Às nove e meia da manhã de um domingo, estou a entrar em casa do Bernardo Barreiros, de trinta e um anos, que daqui a poucas horas vai pela primeira vez defender o título de campeão nacional de wrestling, no circuito WP (Wrestling Portugal).
O Bernardo tinha prometido mostrar-me o pequeno altar ao wrestling que guardava no quarto e que vejo agora ser um pequeno ringue com umas quinze action figures de wrestlers famosos dos Estados Unidos. Em baixo, na cama, o cinto de campeão envolve um cãozinho de peluche. Mal começamos a conversar, o Bernardo diz-me que não gosta muito de desportos de combate e que o wrestling é mais parecido com teatro do que com luta, só que em vez de chorarem à frente do público, andam ao soco uns com os outros. Explica-me que a escolha do campeão é feita pelo booker, uma espécie de guionista do WP chamado João Sena (nome de batismo, sem qualquer relação, por espantoso que possa parecer, com o wrestler estadunidense). Tento saber o critério para a escolha e o Bernardo fala-me de uma complicada articulação entre assiduidade nos treinos, robustez da personagem e capacidade de vender bilhetes.
Pouco antes de rumarmos ao Centro Shotokai de Queluz, o Bernardo conta-me que quando era puto passava as aulas a imaginar falas, golpes e nomes artísticos, mas que acabou por ter como stage name o seu nome de batismo e que o seu signature move (aquele golpe que mais ninguém tem) nasceu de um lamentável acaso: num treino, tropeçou e deu uma cotovelada em vez de um soco num adversário. A seguir, peço-lhe que me explique como se cria um alter-ego wrestler e ele diz que é só pegar na nossa personalidade e aumentá-la dez vezes, enaltecendo as partes más ou boas consoante a necessidade do booker. Conta-me ainda que a sua primeira T-shirt de combate tinha um círculo na parte da frente a fazer lembrar as camisolas da seleção no Euro-2004. Odiava tanto aquilo que achou boa ideia torná-la parte de uma personagem que desejava que o público desprezasse.

- _Objetivo_
Diga se cada afirmação está de acordo com o texto sobre o campeão de wrestling e responda sim ou não, citando as palavras do texto que o decidem. (a) Bernardo gosta muito de desportos de combate. (b) A escolha do campeão cabe ao booker. (c) O signature move de Bernardo resultou de um acidente num treino.

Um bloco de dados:

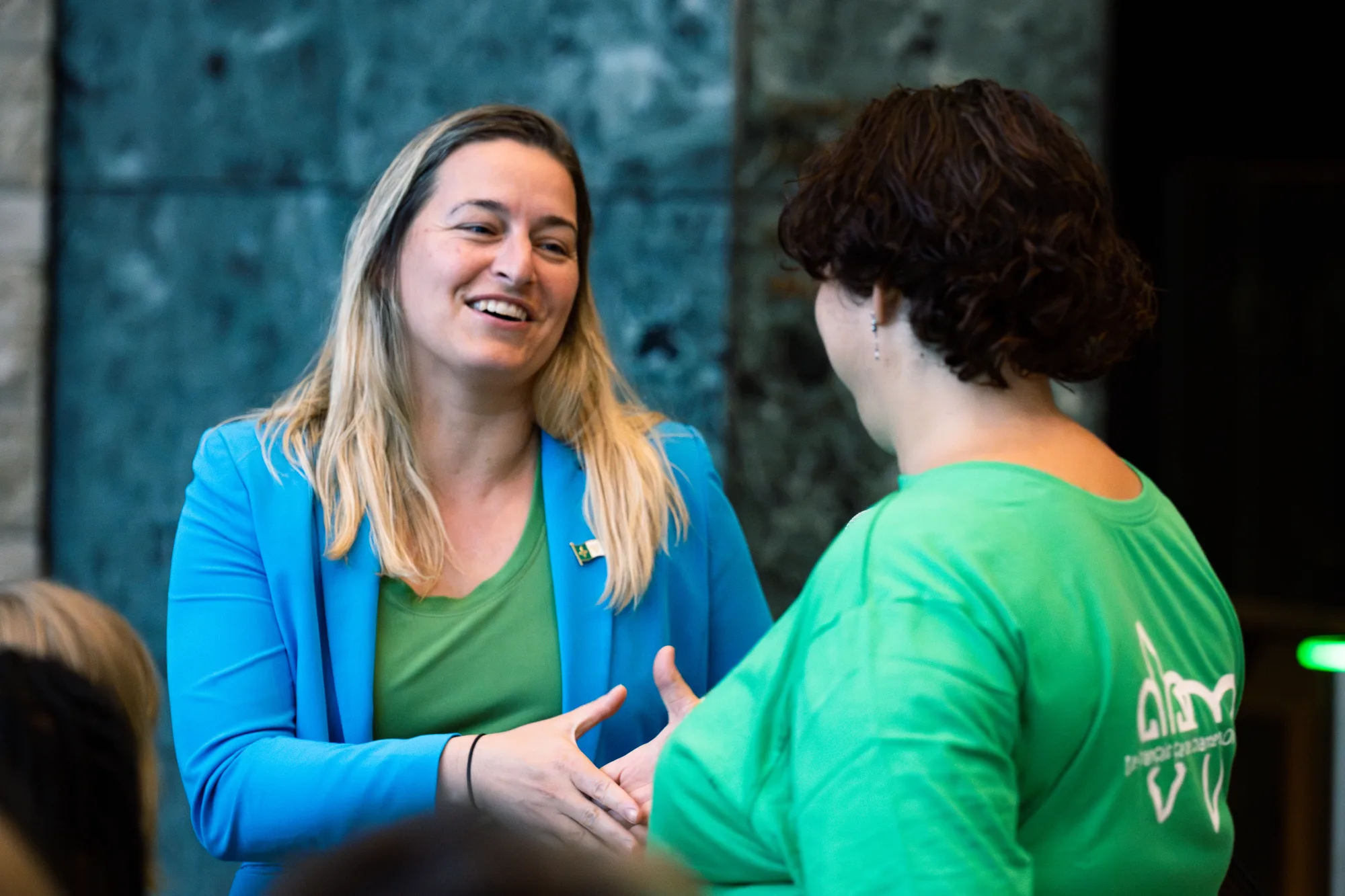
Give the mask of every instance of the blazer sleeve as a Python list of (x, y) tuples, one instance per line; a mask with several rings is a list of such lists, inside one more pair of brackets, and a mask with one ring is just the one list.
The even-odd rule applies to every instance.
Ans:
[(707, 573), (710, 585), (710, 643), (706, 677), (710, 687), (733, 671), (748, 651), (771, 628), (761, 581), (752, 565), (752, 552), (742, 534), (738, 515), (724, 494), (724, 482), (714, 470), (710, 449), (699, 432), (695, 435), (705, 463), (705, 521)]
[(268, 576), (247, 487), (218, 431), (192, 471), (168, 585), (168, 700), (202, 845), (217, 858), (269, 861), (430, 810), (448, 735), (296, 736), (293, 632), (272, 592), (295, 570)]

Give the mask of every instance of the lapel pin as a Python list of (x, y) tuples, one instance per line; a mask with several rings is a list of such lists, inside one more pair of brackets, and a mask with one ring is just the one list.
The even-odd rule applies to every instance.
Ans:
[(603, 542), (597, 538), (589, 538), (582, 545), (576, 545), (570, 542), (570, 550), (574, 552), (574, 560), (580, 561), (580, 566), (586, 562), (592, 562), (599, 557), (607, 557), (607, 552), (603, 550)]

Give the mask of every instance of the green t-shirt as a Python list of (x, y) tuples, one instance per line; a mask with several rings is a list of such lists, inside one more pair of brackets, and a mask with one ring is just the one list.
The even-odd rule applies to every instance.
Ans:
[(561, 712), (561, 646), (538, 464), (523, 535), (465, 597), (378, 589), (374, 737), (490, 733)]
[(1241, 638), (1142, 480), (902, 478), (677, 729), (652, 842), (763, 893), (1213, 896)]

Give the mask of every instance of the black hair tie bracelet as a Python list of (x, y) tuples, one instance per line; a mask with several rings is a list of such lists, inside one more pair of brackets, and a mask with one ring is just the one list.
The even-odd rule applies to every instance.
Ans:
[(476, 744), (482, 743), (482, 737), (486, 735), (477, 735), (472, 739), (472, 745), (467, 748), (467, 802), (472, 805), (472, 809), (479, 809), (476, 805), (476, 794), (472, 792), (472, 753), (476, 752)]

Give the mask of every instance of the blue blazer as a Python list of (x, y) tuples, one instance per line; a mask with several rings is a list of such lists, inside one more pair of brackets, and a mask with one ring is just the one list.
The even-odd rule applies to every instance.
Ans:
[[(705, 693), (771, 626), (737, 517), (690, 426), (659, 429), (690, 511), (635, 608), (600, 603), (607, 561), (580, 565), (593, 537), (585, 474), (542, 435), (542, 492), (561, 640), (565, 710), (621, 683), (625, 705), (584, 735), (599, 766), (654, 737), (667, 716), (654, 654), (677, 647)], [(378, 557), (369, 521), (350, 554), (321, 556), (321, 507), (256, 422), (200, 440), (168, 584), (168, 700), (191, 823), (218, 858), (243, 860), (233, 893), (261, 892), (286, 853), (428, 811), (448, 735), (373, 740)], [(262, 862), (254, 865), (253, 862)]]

- _Resolução escrita_
(a) Não: "não gosta muito de desportos de combate".
(b) Sim: "a escolha do campeão é feita pelo booker".
(c) Sim: "nasceu de um lamentável acaso: num treino, tropeçou e deu uma cotovelada em vez de um soco num adversário".